### Given records

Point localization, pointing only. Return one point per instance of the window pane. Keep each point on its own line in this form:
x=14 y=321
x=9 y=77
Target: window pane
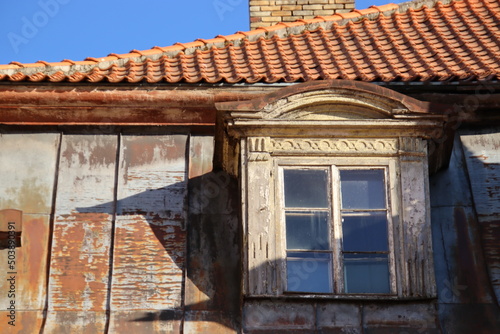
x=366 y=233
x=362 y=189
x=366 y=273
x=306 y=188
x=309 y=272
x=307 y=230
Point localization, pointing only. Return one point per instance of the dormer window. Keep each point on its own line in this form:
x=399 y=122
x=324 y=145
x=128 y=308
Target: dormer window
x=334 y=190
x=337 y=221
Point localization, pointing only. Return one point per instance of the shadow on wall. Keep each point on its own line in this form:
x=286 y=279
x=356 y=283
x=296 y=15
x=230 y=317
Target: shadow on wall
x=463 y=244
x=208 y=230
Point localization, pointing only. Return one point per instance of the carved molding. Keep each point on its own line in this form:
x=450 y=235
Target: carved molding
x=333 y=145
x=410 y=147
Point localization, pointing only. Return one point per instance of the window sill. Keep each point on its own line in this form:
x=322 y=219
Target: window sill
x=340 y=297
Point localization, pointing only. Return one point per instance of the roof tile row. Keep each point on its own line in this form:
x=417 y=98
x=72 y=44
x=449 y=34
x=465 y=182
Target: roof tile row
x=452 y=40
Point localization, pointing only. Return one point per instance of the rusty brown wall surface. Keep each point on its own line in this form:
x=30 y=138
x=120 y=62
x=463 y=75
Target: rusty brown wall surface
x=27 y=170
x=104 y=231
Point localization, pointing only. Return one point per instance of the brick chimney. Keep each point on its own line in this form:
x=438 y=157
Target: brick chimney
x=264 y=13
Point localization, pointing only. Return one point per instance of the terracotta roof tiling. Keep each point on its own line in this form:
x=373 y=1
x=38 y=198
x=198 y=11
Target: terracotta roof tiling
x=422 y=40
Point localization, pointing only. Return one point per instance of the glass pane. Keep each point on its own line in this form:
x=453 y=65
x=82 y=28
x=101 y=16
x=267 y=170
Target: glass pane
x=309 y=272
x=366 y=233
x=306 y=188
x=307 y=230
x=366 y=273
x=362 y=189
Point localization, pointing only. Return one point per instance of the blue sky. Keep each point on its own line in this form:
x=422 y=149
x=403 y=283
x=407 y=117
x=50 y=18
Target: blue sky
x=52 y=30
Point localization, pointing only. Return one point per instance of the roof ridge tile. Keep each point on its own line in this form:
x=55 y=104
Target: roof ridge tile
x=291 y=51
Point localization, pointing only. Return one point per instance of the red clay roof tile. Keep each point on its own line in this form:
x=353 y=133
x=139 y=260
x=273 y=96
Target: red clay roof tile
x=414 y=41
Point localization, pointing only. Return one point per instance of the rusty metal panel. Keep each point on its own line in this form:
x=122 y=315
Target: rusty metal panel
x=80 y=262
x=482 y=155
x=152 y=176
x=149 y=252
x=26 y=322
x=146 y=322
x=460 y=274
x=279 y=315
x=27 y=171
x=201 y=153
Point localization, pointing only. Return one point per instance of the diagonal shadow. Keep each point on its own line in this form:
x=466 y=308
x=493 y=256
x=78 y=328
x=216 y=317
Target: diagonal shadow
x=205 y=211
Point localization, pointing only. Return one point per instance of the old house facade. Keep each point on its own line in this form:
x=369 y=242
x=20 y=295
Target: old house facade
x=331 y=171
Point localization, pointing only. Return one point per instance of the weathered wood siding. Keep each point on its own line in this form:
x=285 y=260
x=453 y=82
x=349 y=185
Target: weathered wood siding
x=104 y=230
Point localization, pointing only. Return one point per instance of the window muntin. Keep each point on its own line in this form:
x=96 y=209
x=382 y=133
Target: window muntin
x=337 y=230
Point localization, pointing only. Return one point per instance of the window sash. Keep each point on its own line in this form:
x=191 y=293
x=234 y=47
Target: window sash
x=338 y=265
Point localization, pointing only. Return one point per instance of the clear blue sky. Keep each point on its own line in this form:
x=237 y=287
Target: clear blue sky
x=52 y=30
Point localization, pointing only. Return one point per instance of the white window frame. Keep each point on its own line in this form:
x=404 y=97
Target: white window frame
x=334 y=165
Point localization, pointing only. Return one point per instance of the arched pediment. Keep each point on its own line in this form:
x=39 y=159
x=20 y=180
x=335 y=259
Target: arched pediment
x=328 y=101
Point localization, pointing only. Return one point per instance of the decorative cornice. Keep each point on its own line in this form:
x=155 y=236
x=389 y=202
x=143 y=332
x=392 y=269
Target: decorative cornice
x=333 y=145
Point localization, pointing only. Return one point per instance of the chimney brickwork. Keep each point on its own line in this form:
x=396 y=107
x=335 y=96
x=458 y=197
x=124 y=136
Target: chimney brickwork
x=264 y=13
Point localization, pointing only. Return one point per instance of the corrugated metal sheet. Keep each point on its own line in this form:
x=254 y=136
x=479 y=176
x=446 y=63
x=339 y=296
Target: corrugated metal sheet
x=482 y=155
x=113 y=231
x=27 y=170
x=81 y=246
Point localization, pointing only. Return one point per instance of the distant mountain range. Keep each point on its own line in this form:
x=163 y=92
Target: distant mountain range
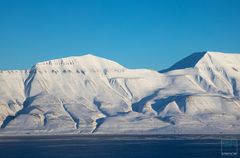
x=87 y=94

######

> Task details
Update all of the records above, replacing "Point localization" with "Point detection" and leaving everything else unchanged. Omit the pictures from your answer.

> Exercise answer
Point detection, pointing only. Return one point per instance of the window pane. Keep each point on its own line in this form:
x=14 y=321
x=9 y=77
Target: window pane
x=366 y=233
x=362 y=189
x=366 y=273
x=306 y=188
x=309 y=272
x=307 y=230
Point detection, pointing only. Return one point per instance of the dormer window. Keep each point on its own line in this form:
x=399 y=122
x=324 y=145
x=128 y=308
Target: dormer window
x=334 y=190
x=337 y=221
Point detection, pointing only. Return one point per instance of the shadow on wall. Keep each point on its own line in this form:
x=286 y=279
x=356 y=283
x=296 y=15
x=230 y=317
Target: shadow on wall
x=463 y=244
x=208 y=230
Point detection, pointing only. Return one point per instance of the carved molding. Keep each point on its own line in this form:
x=450 y=235
Target: carved molding
x=333 y=145
x=410 y=147
Point detection, pointing only. Return one point per instance of the window sill. Keep each point on its own line in this form:
x=322 y=219
Target: window sill
x=340 y=297
Point detection, pointing only. Return one point per instance of the roof tile row. Keep each point on its own line in this form:
x=417 y=98
x=72 y=44
x=449 y=34
x=465 y=182
Target: roof tile row
x=452 y=40
Point detection, pointing only. Return one point per instance of the rusty brown wall surface. Keep each point on its own line in this form:
x=30 y=138
x=120 y=62
x=463 y=75
Target: rusty brown wall surface
x=27 y=170
x=104 y=231
Point detection, pointing only. Return one point per instance of the brick chimney. Keep each point on its own line in this form:
x=438 y=157
Target: brick chimney
x=264 y=13
Point detection, pointing only. Return one point per instance of the terracotta roof tiling. Keep each point on its own line in this form:
x=373 y=1
x=38 y=198
x=198 y=11
Target: terracotta roof tiling
x=422 y=40
Point detection, pointing only. Return one point per instance of the glass pane. Keep each point on its own line in this form:
x=453 y=65
x=82 y=28
x=101 y=16
x=267 y=170
Target: glass pane
x=309 y=272
x=366 y=233
x=306 y=188
x=307 y=230
x=366 y=273
x=362 y=189
Point detection, pointing only. Return one point per instance of the blue sky. Keep each point on its own line in this form:
x=422 y=149
x=403 y=283
x=407 y=117
x=50 y=18
Target: blue sky
x=52 y=30
Point detection, pointing only. Return one point per instance of the roof ridge tile. Keep each point on its own line in this form:
x=55 y=104
Target: roof ridge tile
x=291 y=51
Point detection, pointing only. Return one point per instance of the red clay roof tile. Keep each point on its own line in this form:
x=353 y=133
x=139 y=260
x=273 y=96
Target: red clay roof tile
x=414 y=41
Point detection, pointing only. Return one point per instance of the rusty metal panel. Keep each point on its own line in this form:
x=122 y=315
Target: rusty metal panel
x=80 y=262
x=482 y=155
x=152 y=176
x=149 y=252
x=26 y=322
x=146 y=322
x=460 y=274
x=279 y=315
x=27 y=171
x=201 y=153
Point detection, pointing only. Return one point per instance of the diagonal shadow. Keep each point on its own line in this form:
x=466 y=308
x=493 y=256
x=78 y=328
x=216 y=317
Target: diagonal shadow
x=205 y=211
Point detection, pointing only. Return one point per instance of the old house facade. Keep each point on its own line in this form:
x=369 y=242
x=20 y=295
Target: old house facade
x=331 y=171
Point detection, pointing only. Return one point per instance of the weathered wood siding. Keep each point on its own line in this form:
x=285 y=260
x=453 y=82
x=349 y=185
Target: weathered wood siding
x=104 y=230
Point detection, pointing only. Return one point per instance of the window muntin. Keep each point on its own line in this form:
x=96 y=209
x=382 y=133
Target: window muntin
x=337 y=230
Point detection, pointing only. Return one point per instance of the window sash. Keep each point on its own line in this form:
x=191 y=293
x=234 y=47
Target: window sash
x=338 y=265
Point detection, pointing only. Return one point per instance of the clear blue sky. Keep each point on its own line in this form:
x=237 y=287
Target: clear blue sky
x=52 y=30
Point detection, pointing only. Return one point per instance of the white window frame. Keep each point on its own line in this form:
x=404 y=97
Target: white window frame
x=334 y=165
Point detection, pointing only. Return one point per instance of the arched pediment. Keep each point on its own line in this form:
x=39 y=159
x=20 y=180
x=335 y=259
Target: arched pediment
x=328 y=101
Point detection, pointing only. Return one point per instance of the decorative cornice. Keep each point on its own line in this form:
x=155 y=236
x=389 y=202
x=143 y=332
x=392 y=269
Target: decorative cornice
x=333 y=145
Point detection, pointing only. Return one point per instance of the chimney brickwork. Keep each point on its own line in this form:
x=396 y=107
x=335 y=96
x=458 y=197
x=124 y=136
Target: chimney brickwork
x=264 y=13
Point detection, pointing only. Return one point per instance of the corrugated metal sheet. Keep each point on its own line in this form:
x=254 y=136
x=479 y=176
x=446 y=63
x=339 y=296
Target: corrugated metal sheet
x=482 y=155
x=113 y=231
x=27 y=170
x=81 y=246
Point detection, pointing only. Return one point per instance of the distant mountain range. Keep each point on its own line in this form:
x=163 y=92
Target: distant mountain range
x=87 y=94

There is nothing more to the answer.